Records for the exercise:
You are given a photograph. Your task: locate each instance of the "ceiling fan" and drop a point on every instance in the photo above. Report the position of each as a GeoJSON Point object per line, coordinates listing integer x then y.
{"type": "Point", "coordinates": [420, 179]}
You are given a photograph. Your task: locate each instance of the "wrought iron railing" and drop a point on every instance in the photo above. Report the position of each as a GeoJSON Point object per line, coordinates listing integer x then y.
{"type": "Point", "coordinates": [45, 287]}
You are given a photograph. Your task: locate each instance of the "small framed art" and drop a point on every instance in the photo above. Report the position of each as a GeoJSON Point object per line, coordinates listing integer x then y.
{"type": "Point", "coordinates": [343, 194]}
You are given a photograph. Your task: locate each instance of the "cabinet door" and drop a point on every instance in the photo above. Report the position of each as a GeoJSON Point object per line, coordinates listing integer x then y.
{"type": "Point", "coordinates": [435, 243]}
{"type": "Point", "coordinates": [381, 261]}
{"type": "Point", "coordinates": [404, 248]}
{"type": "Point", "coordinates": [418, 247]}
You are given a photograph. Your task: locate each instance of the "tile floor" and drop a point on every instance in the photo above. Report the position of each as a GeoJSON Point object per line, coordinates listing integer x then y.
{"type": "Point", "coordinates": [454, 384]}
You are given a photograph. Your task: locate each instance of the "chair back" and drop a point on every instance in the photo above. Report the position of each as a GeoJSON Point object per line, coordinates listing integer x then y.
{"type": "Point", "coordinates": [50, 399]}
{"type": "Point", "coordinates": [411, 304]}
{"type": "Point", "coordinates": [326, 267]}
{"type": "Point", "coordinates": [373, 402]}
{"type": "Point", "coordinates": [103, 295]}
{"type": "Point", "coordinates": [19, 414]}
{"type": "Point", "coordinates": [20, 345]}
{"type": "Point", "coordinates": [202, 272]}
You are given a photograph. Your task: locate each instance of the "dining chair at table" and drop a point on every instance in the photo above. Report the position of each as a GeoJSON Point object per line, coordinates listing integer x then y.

Job:
Write out all the records above again, exactly as they stand.

The reply:
You are given a photograph. Your task: locate each instance of the "ceiling fan" and drop a point on every instance in the photo above. Report the position of each as a GeoJSON Point object per line, coordinates listing integer x then y.
{"type": "Point", "coordinates": [420, 179]}
You are given a photograph. Your task: locate each instance of the "wrought iron railing" and drop a point on every instance in the photo above. Report the position of each as a GeoJSON Point object per line, coordinates listing integer x then y.
{"type": "Point", "coordinates": [45, 287]}
You are given a photograph. Your task: locate each instance of the "small framed art" and drop a point on every instance in the photo above. Report the position of each as a GeoJSON Point object per line, coordinates listing integer x then y.
{"type": "Point", "coordinates": [343, 194]}
You are given a photograph. Your task: locate each instance of the "cabinet door" and drop a point on every instance in the photo above. Report the position of each as a GeoJSON Point object per line, coordinates listing integer x then y.
{"type": "Point", "coordinates": [435, 243]}
{"type": "Point", "coordinates": [381, 261]}
{"type": "Point", "coordinates": [404, 248]}
{"type": "Point", "coordinates": [418, 247]}
You are given a photograph. Your task: locate each instance of the "tile floor" and drop a point on every instance in the photo above. Report the position of each as a GeoJSON Point object per line, coordinates listing integer x then y.
{"type": "Point", "coordinates": [454, 384]}
You are given a photograph. Your task: locate each instance of the "chair back" and drop a point on every instance in the photo above. Report the position of each as a GeoJSON Point object per line, coordinates listing integer x then y.
{"type": "Point", "coordinates": [50, 399]}
{"type": "Point", "coordinates": [411, 304]}
{"type": "Point", "coordinates": [326, 267]}
{"type": "Point", "coordinates": [373, 402]}
{"type": "Point", "coordinates": [103, 295]}
{"type": "Point", "coordinates": [19, 414]}
{"type": "Point", "coordinates": [20, 345]}
{"type": "Point", "coordinates": [202, 272]}
You are given a photograph. Your task: locate each instance of the "dining chair at table" and drop a point on every instance in the photo above. Report the position of each as a GeoJSON Point object per line, coordinates listing integer x then y.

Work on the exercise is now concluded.